Task directions :: Copy each line of the items below word for word, leaving out the pictures.

[Location identification entries]
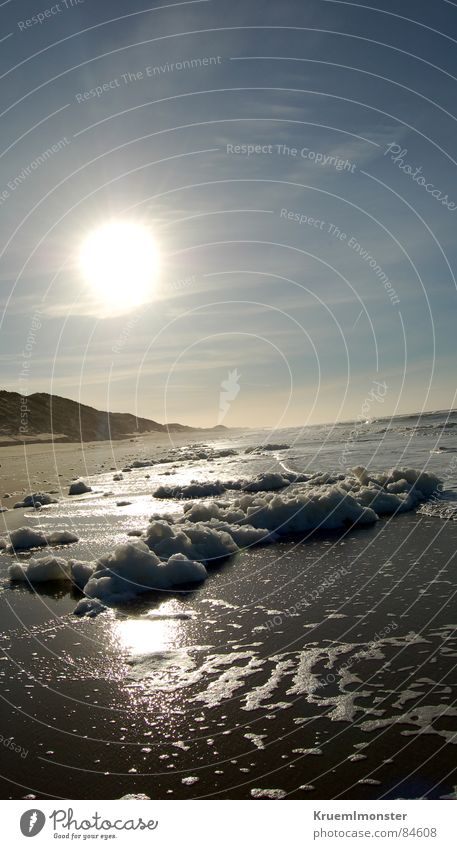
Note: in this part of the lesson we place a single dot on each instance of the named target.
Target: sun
(119, 260)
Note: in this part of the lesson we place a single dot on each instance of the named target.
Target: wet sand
(266, 678)
(50, 467)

Response to this exercise ::
Note: in this part of the lesson we place a single dot on each instance of the named target.
Target: sun
(119, 260)
Note: in this part of the lesson we place a single dot on each instance of the named target.
Target: wet sand
(266, 678)
(50, 467)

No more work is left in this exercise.